STATED GOAL —
Return every line of the records below word for word, changing nothing.

[Position annotation records]
⟨

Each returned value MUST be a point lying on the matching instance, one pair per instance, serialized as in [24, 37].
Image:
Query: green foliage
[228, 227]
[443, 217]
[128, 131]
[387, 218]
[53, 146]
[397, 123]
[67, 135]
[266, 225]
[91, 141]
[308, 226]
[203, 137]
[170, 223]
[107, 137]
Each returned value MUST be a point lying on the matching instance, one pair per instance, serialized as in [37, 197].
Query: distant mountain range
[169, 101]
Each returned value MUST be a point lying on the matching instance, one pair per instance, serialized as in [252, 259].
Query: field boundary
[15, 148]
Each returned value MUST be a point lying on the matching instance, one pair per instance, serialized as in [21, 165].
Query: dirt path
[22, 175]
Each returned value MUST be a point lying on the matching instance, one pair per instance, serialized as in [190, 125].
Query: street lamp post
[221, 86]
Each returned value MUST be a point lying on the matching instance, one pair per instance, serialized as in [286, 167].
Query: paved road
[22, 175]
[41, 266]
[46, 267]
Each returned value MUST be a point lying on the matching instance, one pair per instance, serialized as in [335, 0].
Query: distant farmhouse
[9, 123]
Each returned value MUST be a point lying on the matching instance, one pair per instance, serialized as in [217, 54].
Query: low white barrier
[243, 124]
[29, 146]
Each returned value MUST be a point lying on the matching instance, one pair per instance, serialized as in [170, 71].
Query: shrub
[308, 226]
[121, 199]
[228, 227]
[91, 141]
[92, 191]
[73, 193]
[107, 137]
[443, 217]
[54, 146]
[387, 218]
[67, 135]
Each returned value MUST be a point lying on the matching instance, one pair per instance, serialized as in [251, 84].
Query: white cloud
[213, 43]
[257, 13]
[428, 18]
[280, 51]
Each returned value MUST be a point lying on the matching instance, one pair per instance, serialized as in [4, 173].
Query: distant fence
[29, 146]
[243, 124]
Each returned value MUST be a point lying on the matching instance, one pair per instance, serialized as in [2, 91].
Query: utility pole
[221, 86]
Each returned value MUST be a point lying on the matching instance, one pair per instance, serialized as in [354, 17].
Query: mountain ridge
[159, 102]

⟩

EXERCISE RESULT —
Each returned value MUST be a point lying on the matching instance, one pair per instance, serialized as in [24, 37].
Image:
Query: green foliage
[228, 227]
[443, 217]
[128, 131]
[387, 218]
[53, 146]
[397, 123]
[67, 135]
[266, 225]
[91, 141]
[308, 226]
[203, 137]
[170, 223]
[107, 137]
Each returned value MUST be a point lying on the matching instance, one pair per instance, serialized as in [37, 197].
Query: distant mountain range
[169, 101]
Each returned value MUST be a point lying on the matching instance, one pair per instance, serialized as in [252, 259].
Query: field boundary
[15, 148]
Each returned value MUST be a point lying on the matching instance, one pair per instance, serialized as in [21, 165].
Query: dirt path
[22, 175]
Each returned value MUST be a point lying on the matching instance, one pair per instance, serialized as in [190, 125].
Query: street lamp post
[221, 86]
Each returned value MUST be a point lying on the matching instance, one pair per instance, serialized as in [286, 167].
Query: paved road
[22, 175]
[41, 266]
[46, 267]
Each returned value MUST be a point lying on the matching instance, one pair per instance, serialized as in [335, 0].
Query: distant farmhouse
[9, 123]
Each returned value MUST be a point lying on the matching instance, one pair per instance, serialized as in [217, 54].
Query: low white barrier
[243, 124]
[29, 146]
Each returned value MUST be a point lying on the matching instance, one pair per instance, serialized as in [170, 71].
Query: shrub
[308, 226]
[121, 199]
[228, 227]
[91, 141]
[92, 191]
[73, 193]
[107, 137]
[443, 217]
[54, 146]
[387, 218]
[67, 135]
Each returned value MUST be a point lying on the matching instance, one pair per instance, serialized as in [251, 84].
Query: white cloud
[213, 43]
[257, 13]
[428, 18]
[280, 51]
Each returned value MUST be a point lying on the matching instance, one pair per instance, serialized as in [4, 173].
Query: distant fence
[29, 146]
[243, 124]
Each returned value MUST be a point lying on the matching instance, one pair per instance, serialized as in [2, 91].
Query: utility pole
[221, 86]
Each returned value MUST be a point lying on the matching instance, one pair per instance, serialized as in [354, 17].
Query: mountain ridge
[159, 102]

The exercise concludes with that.